Début juillet 1975. L’été est bien installé dans la Loire et les estivants sont déjà arrivés en nombre. Dans le centre-ville de Saint-Étienne, sur la colline de Villebœuf, le petit camping de Chantegrillet (*) fait le plein. On y trouve des travailleurs saisonniers, mais aussi des touristes dont cette famille de britanniques qui passe les portails dans la matinée du dimanche 6 juillet 1975 pour installer son petit camping-car et passer quelques jours dans la cité stéphanoise.
Mais dans le torpeur de l’été, c’est un véritable drame qui est découvert le mardi 8 juillet 1975 en fin d’après-midi par le gardien du camping. La veille déjà, avec son épouse, ils avaient remarqué la présence de chaussures devant le Combi Volkswagen de la famille. Tout au long de la journée du mardi, les chaussures n’ont pas bougé et aucun mouvement n’est observé autour du véhicule. Le gardien décide alors de s’approcher : c’est à ce moment qu’il découvre la catastrophe.
En plein cœur de l’été, l’affaire était évoquée en première page des éditions du mercredi 9 juillet 1975. Photo archives La Tribune – Le Progrès
Quatre corps dans « un indescriptible fouillis »
« A l’intérieur du minuscule véhicule, où régnait un indescriptible fouillis, gisaient inanimés sur la couchette du bas le père et la mère, tandis que sur la couchette supérieure paraissaient dormir leur fils et leur fille », décrit La Tribune – Le Progrès dans son édition du mercredi 9 juillet 1975.
Aussitôt, les secours sont alertés. Mais pour la famille de touristes britanniques, il est déjà trop tard. Sans délais, le Combi et les quatre dépouilles sont transportés au centre médico-légal de l’hôpital de Bellevue.
« A priori, on peut penser à une asphyxie par confinement, le véhicule ayant été trouvé fermé, sans aération apparente », écrit, dès le lendemain, notre journaliste dépêché sur place. Les investigations doivent alors confirmer si l’asphyxie est bien la cause du décès, ou si d’autres hypothèses doivent être explorées : empoisonnement, intoxication alimentaire…
Asphyxiés par leur réfrigérateur à gaz
C’est finalement de Lyon, où les autopsies sont pratiquées au matin du jeudi 10 juillet 1975, que les réponses parviennent. Le couple de britanniques (tous les deux âgés de 40 ans) et ses deux enfants (âgés de 6 et 10 ans), « ont succombé à une asphyxie causée par le confinement dans lequel ils se trouvaient et le fonctionnement de leur réfrigérateur de camping à gaz ».
D’après les constatations des légistes, la mort remonte à l’après-midi du lundi. Les quatre membres de la famille « s’étaient allongés, tout habillés, pour une sieste […]. Avant de s’installer, ils avaient fermé toutes les issues de leur véhicule, sans doute pour dormir plus tranquillement au bord de la route où ils étaient stationnés ». Ils se sont endormis pour ne jamais se réveiller.
Le gardien du camping, encore sus le choc après la découverte du drame. Photo archives La Tribune – Le Progrès
« Je n’osais pas aller frapper »
Dans le camping de Chantegrillet, qui affiche quasiment complet du fait de la tenue du congrès du syndicat national des instituteurs, cette affaire tragique sème la consternation. « C’est souvent que les gens dorment tard dans la journée », explique le gardien du camping à notre journaliste. « Je n’osais pas aller frapper, pensant que j’allais réveiller cette famille où l’importuner ».
(*) Le camping de Chantegrillet était situé dans l’actuelle allée de Chantegrillet, en pleine ville. Ouvert dans les années cinquante, il a fermé ses portes en 2004.

## TÂCHES DEMANDÉES
a: Dans l'article sur le drame du camping de Chantegrillet, dans quelle ville les autopsies ont-elles été pratiquées ?
b: Traduisez en anglais cette phrase de l'article sur le drame du camping de Chantegrillet : « Ils se sont endormis pour ne jamais se réveiller. »
Seul le texte doit servir de référence.

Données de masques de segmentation
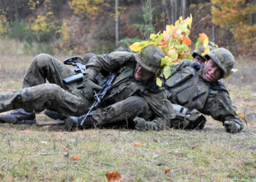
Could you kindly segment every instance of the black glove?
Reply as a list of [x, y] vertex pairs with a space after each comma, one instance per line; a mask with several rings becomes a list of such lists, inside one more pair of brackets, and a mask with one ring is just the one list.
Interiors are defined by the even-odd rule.
[[90, 75], [85, 75], [83, 79], [84, 88], [83, 90], [85, 97], [90, 100], [94, 98], [93, 90], [101, 90], [102, 87], [93, 82], [94, 79]]
[[233, 121], [225, 121], [223, 125], [225, 126], [226, 131], [231, 133], [236, 133], [243, 129], [239, 124]]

## RÉPONSES
a: À Lyon, au matin du jeudi 10 juillet 1975.

b: They fell asleep, never to wake up again.